Esa noche de sombras tenebrosas los grupos y cuerdas de amigos se dieron de bruces con que habían despertado un monstro erguido, como en la mitología griega, del fondo de las aguas del Mar Egeo, enorme, impío, inmisericorde y, lo peor, asesino: las pandillas.

Para defenderse unos de otros -los Marqueses utilizaban cadenas para dirimir a su favor las peleas grupales- los grupos de barrio formaron grupos de choque, que se contaminaron con los de mayores propensiones al crimen.

Así, en la pacata La Paz, donde se escuchaba discurrir una cafetera de colectivo 16 cada 20 minutos o donde las doñas que limpiaban temprano las aceras de sus casas arropaban a los infaltables “borrachitos”, aparecieron como hongos los 508, los Locos del Parque, los Tigres, los Calambeques, los Caidos (no Caídos) y muchos otros grupículos de los que creían que la violencia se atenúa con más violencia.

• Listado
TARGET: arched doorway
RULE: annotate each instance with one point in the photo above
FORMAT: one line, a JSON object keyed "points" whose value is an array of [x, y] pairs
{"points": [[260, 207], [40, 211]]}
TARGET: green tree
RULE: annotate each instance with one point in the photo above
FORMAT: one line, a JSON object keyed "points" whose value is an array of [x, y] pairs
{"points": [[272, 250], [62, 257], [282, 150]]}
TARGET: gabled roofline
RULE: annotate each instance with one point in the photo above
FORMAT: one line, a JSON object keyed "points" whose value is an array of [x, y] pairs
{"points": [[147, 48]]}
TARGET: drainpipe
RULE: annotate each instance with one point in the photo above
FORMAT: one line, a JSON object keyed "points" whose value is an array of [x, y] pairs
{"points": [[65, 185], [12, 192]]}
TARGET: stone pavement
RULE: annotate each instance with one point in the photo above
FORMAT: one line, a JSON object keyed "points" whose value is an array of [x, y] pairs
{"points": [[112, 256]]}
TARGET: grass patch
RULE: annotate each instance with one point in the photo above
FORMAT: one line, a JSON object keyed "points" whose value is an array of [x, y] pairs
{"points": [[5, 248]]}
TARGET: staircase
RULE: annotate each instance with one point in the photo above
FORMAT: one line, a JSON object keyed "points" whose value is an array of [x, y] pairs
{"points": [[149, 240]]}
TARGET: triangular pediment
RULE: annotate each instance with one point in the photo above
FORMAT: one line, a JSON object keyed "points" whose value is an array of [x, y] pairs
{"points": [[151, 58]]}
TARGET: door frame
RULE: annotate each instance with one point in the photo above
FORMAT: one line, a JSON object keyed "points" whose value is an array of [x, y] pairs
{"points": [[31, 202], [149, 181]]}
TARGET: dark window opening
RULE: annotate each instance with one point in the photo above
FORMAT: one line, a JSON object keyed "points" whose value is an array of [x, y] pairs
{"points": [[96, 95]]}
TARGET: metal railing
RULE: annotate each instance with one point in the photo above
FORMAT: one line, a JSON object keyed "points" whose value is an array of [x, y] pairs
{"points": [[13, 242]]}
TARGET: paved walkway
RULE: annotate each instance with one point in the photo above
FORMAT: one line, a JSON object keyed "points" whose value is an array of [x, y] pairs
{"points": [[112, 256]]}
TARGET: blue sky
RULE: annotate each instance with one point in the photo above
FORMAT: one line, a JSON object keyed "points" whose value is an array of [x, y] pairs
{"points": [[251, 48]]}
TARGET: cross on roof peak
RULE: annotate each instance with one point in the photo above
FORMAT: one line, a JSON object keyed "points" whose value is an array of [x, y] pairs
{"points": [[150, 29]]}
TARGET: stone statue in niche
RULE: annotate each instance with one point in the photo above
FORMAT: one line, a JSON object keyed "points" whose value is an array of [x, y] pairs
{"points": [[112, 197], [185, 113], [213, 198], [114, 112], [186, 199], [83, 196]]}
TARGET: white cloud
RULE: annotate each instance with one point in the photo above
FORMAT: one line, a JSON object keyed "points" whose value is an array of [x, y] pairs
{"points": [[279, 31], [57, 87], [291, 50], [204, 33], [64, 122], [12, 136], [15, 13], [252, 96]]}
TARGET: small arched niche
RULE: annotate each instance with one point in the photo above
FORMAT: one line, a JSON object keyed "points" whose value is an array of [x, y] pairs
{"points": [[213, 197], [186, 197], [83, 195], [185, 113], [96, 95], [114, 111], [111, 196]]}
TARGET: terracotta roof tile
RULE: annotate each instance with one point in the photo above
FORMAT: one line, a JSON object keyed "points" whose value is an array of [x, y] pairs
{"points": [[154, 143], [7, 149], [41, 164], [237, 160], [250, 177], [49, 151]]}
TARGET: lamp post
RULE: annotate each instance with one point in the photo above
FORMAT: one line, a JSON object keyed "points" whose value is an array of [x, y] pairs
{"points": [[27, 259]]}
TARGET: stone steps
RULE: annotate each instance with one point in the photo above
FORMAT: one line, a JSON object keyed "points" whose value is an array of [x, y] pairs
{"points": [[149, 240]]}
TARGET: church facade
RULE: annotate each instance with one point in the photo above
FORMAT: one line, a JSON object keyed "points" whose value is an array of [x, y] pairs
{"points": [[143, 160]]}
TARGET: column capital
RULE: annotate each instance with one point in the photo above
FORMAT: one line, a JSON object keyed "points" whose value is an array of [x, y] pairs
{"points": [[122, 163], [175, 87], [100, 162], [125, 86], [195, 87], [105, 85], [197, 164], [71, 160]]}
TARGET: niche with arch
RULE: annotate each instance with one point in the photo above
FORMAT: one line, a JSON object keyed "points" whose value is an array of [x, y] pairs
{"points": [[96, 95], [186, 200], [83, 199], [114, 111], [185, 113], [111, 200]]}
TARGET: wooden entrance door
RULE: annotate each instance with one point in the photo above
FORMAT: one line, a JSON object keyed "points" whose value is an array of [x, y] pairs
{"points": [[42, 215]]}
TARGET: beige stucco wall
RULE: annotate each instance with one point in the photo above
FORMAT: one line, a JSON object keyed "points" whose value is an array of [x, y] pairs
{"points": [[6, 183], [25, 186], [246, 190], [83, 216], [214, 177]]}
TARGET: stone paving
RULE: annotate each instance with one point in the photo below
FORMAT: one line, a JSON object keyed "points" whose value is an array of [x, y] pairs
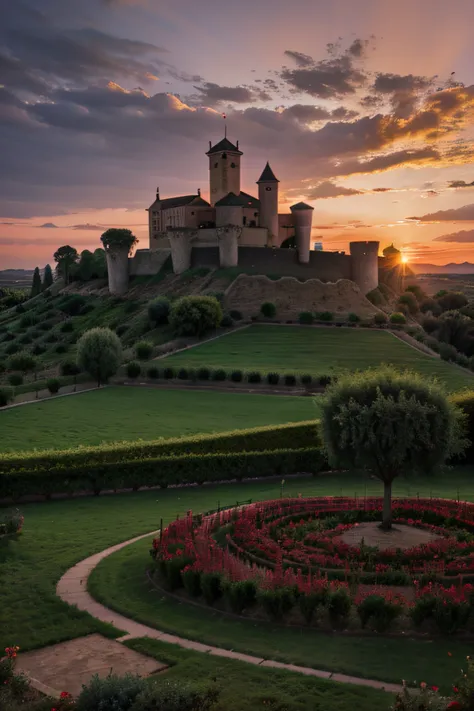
{"points": [[72, 588]]}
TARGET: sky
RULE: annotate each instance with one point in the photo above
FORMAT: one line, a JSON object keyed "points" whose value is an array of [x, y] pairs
{"points": [[364, 109]]}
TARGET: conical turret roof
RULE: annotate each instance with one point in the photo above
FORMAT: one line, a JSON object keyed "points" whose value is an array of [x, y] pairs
{"points": [[268, 176]]}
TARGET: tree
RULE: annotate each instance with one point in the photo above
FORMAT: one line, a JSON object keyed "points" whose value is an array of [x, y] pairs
{"points": [[195, 315], [390, 423], [99, 352], [47, 277], [36, 286], [66, 257]]}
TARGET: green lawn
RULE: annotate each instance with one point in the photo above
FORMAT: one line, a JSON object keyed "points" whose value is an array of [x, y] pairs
{"points": [[131, 413], [58, 534], [288, 349]]}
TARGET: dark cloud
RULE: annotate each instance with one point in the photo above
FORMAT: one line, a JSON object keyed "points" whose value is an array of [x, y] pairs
{"points": [[463, 236]]}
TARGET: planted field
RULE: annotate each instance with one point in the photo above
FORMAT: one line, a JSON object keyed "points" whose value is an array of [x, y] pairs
{"points": [[127, 414], [318, 351]]}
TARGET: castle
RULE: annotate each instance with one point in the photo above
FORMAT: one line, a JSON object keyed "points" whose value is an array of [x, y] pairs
{"points": [[236, 229]]}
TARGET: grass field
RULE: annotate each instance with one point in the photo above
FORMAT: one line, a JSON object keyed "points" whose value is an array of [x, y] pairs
{"points": [[131, 413], [58, 534], [289, 349]]}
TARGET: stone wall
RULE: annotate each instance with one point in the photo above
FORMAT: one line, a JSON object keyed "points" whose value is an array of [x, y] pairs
{"points": [[290, 296]]}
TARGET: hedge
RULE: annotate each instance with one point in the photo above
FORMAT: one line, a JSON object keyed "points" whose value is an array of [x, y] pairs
{"points": [[162, 471], [292, 436]]}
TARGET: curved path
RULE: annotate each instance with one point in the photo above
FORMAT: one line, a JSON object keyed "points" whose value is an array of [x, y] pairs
{"points": [[72, 588]]}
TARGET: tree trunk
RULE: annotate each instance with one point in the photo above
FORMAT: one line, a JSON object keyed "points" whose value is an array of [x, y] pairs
{"points": [[387, 506]]}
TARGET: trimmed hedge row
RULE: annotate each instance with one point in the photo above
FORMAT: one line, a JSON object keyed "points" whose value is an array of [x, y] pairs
{"points": [[162, 471], [296, 435]]}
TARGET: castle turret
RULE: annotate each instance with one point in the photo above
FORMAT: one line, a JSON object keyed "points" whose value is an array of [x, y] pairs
{"points": [[365, 265], [224, 169], [268, 196], [303, 219]]}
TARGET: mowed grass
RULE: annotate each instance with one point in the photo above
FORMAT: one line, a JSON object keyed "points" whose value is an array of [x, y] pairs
{"points": [[293, 349], [131, 413]]}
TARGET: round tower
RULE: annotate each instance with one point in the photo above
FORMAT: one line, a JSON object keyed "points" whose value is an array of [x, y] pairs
{"points": [[303, 220], [224, 169], [365, 265], [268, 197]]}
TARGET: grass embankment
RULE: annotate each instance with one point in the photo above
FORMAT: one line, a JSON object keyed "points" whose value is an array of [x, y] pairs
{"points": [[318, 351], [128, 414]]}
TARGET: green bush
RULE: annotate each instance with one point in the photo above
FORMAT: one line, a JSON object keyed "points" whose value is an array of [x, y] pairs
{"points": [[143, 350], [268, 309], [397, 317], [306, 317], [159, 310], [53, 385], [134, 369], [112, 693], [195, 315]]}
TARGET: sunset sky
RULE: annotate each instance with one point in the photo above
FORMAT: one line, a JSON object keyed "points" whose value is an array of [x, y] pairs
{"points": [[364, 108]]}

• Instrucciones de tareas
a - Según el fragmento sobre las pandillas de La Paz, ¿qué usaban los Marqueses para ganar las peleas entre grupos?
b - Indica si cada afirmación coincide con el fragmento sobre las pandillas de La Paz. Responde sí o no y cita las palabras del fragmento que lo deciden.
(i) Los grupos de barrio formaron grupos de choque para defenderse unos de otros.
(ii) El colectivo 16 pasaba cada 10 minutos.
(iii) Las doñas limpiaban las aceras de sus casas por la noche.
c - Retoma el fragmento sobre las pandillas de La Paz y continúalo a partir de su última oración.

• Respuestas por tarea
a - Usaban cadenas.

b -
(i) Sí: "Para defenderse unos de otros", "los grupos de barrio formaron grupos de choque".
(ii) No: "una cafetera de colectivo 16 cada 20 minutos".
(iii) No: "las doñas que limpiaban temprano las aceras de sus casas".

c -
En esa La Paz escindida de la televisión y prendida del radio, que escuchaba el Informal con Raúl Salmón, mucho antes de la comunicación global, en que se oía de asaltos como de la muerte de un obispo y que un amigo decía al otro que el coche de éste permanecía indemne en una calle hacía días, en que los robos eran noticiones por poco frecuentes, en que las fiestas juveniles comenzaban empunto las 5 y terminaban apenas pasadas las 8, sin que ninguno de los animados concurrentes haya bebido una gota del alcohol, cada barrio contaba, para bien o para mal, con una pandilla de éstas, algunas motorizadas e intimidantes como los Marqueses, muchos que cuyos miembros prominentes se hallan 10 m bajo tierra hace ya décadas; los más, enfermos mientras pagan la factura de las excentricidades y extremos del trago, cigarrillo y otras yerbas aspiradas y, los menos, mucho menos, caminan las calles para contar a quien quisiera escucharlos cómo se salvaron al retirarse a tiempo “de la joda” de aquellos años agitados y locos.

El Clan

A mediados de febrero último una cámara de seguridad registró a unos jóvenes tomándose, como por entrenamiento y para divertirse, una calle de La Paz de noche y dar una paliza a una pareja de tortolitos. La idea era quitarles algo de sus pertenencias pero también, por sobre todo, pegarles.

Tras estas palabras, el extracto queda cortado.